▸ Document
┄┄┄┄┄┄┄┄┄┄┄┄┄┄┄┄┄┄┄┄

Key-value is a fundamental data representation that is invading the storage world beyond just archive or other cold storage. With new technology based on key-value, it's quickly coming to higher performing storage. Is key-value storage in your future?
In June I went to the 30th International Conference on Massive Storage Systems and Technology (MSST 2014) and over the 4 days I was there I saw a theme rise to the top that I thought was quite interesting. Two years ago I barely heard the subject raised at the MSST conference, but at MSST 2014 I saw it mentioned several times a day. The subject is key-value storage.
Key-value is a fundamental data representation or data structure. It is very simple consisting of (key, value) pairs so that a keyis not repeated in the data set (i.e. it's unique). If you want to retrieve the value associated with a key all you need is the key itself. The number of operations used with key-value pairs is fairly small.
- Add: Add a pair to the collection of data
- Remove: Remove a pair from the collection of data
- Reassign: Change or reassign the value associated with a key
- Get: Get a value associated with a key
If you've ever examined object based storage (or file systems), then these operations should look very familiar to you. In fact, object storage such as Amazon's S3, Openstack's Swift, Caringo, and others, use these same basic operations for their storage system. These approaches to file systems have been around for a few years so they're not exactly brand new.

┄┄┄┄┄┄┄┄┄┄┄┄┄┄┄┄┄┄┄┄

▸ Source excerpt
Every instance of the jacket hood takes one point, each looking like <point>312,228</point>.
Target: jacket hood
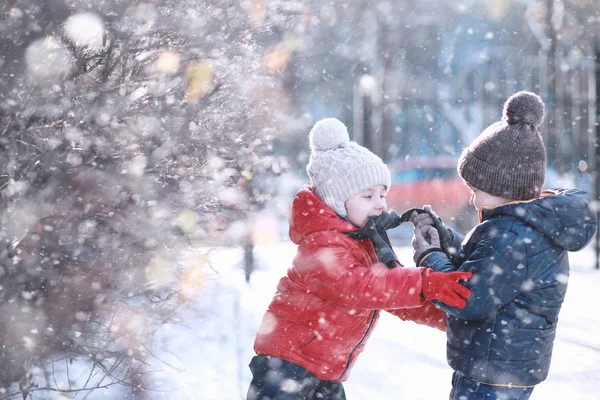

┄┄┄┄┄┄┄┄┄┄┄┄┄┄┄┄┄┄┄┄

▸ Task description
List every operation on key-value pairs that the key-value storage article names. Work from the key-value storage article alone; the data play no part.

▸ Task answer
Add, Remove, Reassign, Get